● The problem
Copy the lines of the entries exactly, from the opening one to the one holding "of the young", and leave out everything after.

'''

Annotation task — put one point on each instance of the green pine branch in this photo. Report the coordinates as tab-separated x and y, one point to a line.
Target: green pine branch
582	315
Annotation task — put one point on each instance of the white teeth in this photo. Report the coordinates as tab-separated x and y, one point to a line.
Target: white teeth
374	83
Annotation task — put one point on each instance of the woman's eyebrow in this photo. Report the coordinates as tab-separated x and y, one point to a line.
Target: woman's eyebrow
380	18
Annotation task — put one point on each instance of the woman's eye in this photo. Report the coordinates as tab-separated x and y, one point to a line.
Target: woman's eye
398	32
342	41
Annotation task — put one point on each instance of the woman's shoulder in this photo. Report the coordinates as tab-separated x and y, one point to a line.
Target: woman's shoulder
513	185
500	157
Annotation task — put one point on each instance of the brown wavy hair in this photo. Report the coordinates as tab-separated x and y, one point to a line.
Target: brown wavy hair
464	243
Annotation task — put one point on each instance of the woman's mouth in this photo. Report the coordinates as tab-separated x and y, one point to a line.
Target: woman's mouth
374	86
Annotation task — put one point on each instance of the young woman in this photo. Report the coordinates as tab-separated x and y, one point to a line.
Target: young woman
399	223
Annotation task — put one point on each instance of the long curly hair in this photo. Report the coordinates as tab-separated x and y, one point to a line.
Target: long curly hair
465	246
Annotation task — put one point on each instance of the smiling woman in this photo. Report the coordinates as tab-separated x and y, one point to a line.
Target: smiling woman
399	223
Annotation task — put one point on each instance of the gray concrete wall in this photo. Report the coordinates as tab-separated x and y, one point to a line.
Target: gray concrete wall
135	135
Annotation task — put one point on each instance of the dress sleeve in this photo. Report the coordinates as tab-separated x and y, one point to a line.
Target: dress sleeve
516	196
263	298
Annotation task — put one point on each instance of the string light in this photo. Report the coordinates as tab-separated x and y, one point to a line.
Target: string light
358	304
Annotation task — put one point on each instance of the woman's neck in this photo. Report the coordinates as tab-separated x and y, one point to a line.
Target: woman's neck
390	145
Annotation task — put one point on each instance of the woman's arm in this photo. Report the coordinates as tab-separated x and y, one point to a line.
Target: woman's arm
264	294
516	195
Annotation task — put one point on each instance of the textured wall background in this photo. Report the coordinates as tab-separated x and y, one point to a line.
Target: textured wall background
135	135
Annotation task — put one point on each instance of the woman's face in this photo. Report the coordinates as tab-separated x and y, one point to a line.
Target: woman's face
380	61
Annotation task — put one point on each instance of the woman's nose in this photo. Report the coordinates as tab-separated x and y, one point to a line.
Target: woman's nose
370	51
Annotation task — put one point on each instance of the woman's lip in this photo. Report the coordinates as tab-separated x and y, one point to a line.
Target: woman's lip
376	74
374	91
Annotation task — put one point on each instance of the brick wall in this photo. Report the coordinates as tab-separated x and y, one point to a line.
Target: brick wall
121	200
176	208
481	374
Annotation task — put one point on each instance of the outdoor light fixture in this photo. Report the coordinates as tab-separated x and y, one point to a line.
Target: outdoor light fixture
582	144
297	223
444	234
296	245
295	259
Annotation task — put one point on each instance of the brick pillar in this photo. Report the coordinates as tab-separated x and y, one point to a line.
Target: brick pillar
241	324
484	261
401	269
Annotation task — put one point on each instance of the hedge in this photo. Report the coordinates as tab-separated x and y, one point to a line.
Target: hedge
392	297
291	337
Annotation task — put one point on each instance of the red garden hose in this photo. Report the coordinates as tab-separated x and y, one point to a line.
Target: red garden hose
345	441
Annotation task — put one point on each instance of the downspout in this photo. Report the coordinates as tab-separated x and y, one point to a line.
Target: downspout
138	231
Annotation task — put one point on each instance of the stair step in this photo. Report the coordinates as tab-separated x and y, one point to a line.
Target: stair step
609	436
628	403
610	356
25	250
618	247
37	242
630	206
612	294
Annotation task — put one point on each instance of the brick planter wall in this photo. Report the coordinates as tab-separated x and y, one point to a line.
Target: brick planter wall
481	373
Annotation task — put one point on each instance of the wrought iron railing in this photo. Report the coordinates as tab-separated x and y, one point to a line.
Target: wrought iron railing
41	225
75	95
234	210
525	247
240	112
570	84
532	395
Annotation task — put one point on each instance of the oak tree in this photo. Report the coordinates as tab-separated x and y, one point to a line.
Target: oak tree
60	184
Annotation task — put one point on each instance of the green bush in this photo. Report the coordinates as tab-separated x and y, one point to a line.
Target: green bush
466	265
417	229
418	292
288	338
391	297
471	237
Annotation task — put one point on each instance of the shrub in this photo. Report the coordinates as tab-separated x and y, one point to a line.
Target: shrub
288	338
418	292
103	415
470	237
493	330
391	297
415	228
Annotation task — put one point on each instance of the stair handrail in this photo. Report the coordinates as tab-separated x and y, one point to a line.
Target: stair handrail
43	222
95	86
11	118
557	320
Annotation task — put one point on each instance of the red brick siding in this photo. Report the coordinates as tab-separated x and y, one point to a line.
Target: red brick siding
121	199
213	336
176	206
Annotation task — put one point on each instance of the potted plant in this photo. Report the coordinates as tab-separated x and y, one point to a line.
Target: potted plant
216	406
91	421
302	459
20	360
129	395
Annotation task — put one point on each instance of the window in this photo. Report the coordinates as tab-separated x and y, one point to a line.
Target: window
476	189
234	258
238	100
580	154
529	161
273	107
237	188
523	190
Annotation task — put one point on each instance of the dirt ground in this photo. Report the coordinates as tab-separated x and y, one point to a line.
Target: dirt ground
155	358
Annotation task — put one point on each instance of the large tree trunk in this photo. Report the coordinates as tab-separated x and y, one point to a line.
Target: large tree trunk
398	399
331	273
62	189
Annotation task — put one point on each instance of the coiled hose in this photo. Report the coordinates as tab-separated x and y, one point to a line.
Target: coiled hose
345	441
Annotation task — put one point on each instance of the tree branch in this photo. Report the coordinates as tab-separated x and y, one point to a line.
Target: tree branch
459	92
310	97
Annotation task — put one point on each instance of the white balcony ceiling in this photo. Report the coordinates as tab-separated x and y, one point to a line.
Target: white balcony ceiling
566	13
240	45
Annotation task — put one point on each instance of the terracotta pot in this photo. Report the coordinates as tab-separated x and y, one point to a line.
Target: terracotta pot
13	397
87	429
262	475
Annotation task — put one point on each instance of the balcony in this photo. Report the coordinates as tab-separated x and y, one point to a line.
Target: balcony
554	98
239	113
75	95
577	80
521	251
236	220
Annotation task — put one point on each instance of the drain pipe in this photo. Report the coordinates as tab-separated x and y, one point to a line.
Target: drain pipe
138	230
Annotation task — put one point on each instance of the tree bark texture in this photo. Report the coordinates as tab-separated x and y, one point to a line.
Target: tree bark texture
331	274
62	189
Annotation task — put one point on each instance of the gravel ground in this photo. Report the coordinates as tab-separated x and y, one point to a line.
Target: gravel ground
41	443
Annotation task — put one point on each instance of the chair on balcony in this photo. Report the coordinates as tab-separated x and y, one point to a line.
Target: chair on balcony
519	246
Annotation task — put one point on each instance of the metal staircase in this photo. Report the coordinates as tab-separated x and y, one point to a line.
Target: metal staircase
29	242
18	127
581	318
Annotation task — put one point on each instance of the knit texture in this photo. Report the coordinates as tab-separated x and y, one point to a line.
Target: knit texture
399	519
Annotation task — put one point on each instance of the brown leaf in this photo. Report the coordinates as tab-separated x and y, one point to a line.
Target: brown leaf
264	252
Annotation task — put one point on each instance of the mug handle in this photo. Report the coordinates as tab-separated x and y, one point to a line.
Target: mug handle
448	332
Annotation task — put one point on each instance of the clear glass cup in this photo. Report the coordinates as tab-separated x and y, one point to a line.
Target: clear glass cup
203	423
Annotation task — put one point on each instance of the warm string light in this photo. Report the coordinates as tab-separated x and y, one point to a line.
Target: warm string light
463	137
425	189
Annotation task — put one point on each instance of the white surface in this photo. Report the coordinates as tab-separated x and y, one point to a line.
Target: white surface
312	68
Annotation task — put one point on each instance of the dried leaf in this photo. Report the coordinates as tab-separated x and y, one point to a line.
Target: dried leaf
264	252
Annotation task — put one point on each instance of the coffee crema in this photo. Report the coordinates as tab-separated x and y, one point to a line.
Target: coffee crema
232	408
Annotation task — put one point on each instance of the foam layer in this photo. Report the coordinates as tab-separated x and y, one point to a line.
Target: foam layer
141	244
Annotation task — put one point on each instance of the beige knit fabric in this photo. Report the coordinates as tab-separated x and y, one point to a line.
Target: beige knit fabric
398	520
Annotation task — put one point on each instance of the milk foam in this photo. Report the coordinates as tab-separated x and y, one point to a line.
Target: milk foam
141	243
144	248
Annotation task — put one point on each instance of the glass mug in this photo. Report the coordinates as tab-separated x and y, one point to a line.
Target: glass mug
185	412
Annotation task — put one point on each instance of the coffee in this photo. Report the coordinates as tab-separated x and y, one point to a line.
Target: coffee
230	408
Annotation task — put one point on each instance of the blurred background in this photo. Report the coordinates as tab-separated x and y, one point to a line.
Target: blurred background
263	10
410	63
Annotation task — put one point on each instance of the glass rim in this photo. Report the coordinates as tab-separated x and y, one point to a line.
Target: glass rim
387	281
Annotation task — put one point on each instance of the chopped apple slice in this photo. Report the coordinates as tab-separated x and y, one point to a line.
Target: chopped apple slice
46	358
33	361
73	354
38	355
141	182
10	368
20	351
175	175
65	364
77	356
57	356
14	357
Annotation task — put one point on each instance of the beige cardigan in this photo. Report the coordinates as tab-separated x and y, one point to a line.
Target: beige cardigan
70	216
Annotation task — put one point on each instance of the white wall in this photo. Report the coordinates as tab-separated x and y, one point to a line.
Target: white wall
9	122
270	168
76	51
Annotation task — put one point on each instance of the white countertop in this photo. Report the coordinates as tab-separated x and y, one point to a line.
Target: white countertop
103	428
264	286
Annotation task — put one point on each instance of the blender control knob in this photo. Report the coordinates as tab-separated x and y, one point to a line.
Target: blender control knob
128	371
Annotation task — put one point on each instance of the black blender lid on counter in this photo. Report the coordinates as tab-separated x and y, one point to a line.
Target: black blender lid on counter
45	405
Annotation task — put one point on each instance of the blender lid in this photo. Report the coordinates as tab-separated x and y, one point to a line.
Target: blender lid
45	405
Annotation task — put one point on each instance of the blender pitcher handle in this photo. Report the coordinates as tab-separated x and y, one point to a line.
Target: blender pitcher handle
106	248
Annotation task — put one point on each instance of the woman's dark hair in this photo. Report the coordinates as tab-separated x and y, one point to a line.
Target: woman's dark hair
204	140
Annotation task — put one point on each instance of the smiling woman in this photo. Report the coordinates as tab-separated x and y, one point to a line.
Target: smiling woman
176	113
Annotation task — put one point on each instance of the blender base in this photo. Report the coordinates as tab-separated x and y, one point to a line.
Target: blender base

'''

● Task output
Annotation task — put one point on each instance of the green pine branch in this photo. Report the coordinates as tab-separated x and y, one point to a line.
Target: green pine branch
582	315
Annotation task — put one point on each instance of the white teeth in this photo. Report the coordinates as tab-separated x and y, one point to a line.
Target: white teeth
374	83
Annotation task — put one point on each instance of the woman's eyebrow in this photo. Report the coordinates as tab-separated x and y, one point to a line.
Target: woman's eyebrow
380	18
Annotation task — put one point on each instance of the woman's eye in this photo. Report the coordinates as tab-separated x and y, one point to a line.
Target: woman's eye
398	32
342	41
Annotation task — put one point on each instance of the woman's shoulder in this photo. Report the coordinates as tab-separated x and y, one point to a line.
Target: woman's shoulder
513	185
500	157
Annotation task — put one point on each instance of the brown wavy hair in this photo. Report the coordinates as tab-separated x and y, one point to a line.
Target: brown wavy hair
464	243
Annotation task — put one point on each instance of the woman's mouth in this photo. Report the coordinates as tab-separated x and y, one point to a line.
Target: woman's mouth
374	86
Annotation task — put one point on each instance of the young woman in this photo. Report the coordinates as tab-separated x and y, one point to a line.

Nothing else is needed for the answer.